Text extract
Natural gas forward market trading was choppy at the front of the curve for the trading period ending July 28. Heat was forecast to ease in the near term, dragging down summer prices by more than 20 cents in the Northeast, according to NGI’s Forward Look.

Other markets continued to see small gains through the balance of summer (August-October) on the prospects for hotter weather returning by the middle of August. Any increased cooling demand was seen further threatening storage levels ahead of the winter.

Henry Hub August prices gained 4.0 cents from July 22-28 to reach $4.052, according to Forward Look. Prices for the winter (November-March 2022) climbed only one penny, averaging $4.060, while prices for next summer (April-October) tacked on a nickel to average $3.210.

Katy and Houston Ship Channel forward curves followed a similar trajectory.

South Central storage inventories, in particular, appeared to be at less-than-ideal levels at this point in the injection season, which ends Oct. 31. The region has been withdrawing gas from storage in recent weeks as robust cooling demand has combined with strong export demand, both via pipeline and shipments of liquefied natural gas (LNG).

On Thursday, the latest government inventory report showed stocks falling even further for the week ended July 23. The Energy Information Administration (EIA) reported a 10 Bcf decline from salt facilities in the South Central region. Nonsalt facilities added 6 Bcf into stocks, resulting in a net 3 Bcf withdrawal.

Market observers on The Desk’s online energy chat Enelyst said they expect to see another steep draw next week, as recent temperatures across Texas have been around 100 degrees, with little wind generation to help meet what is expected to be strong power demand.

Items

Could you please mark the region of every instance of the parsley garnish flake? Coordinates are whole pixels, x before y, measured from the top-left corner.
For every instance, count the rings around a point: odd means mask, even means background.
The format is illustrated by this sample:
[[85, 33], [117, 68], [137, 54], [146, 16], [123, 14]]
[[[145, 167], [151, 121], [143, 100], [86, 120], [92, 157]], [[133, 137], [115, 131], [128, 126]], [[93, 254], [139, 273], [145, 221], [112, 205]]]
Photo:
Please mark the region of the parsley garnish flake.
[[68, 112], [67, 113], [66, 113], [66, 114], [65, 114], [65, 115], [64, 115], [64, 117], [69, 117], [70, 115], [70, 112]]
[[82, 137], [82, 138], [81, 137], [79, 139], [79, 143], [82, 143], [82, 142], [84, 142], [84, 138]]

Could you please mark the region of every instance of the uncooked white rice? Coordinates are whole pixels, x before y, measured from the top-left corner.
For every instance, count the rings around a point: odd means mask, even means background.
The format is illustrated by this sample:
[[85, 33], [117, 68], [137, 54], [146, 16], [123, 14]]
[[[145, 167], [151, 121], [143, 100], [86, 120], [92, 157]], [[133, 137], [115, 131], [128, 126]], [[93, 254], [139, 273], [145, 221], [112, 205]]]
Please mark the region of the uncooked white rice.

Exercise objective
In the natural gas market report above, repeat word for word the passage that begins at "Katy and Houston" and stops after "natural gas (LNG).".

Reply
Katy and Houston Ship Channel forward curves followed a similar trajectory.

South Central storage inventories, in particular, appeared to be at less-than-ideal levels at this point in the injection season, which ends Oct. 31. The region has been withdrawing gas from storage in recent weeks as robust cooling demand has combined with strong export demand, both via pipeline and shipments of liquefied natural gas (LNG).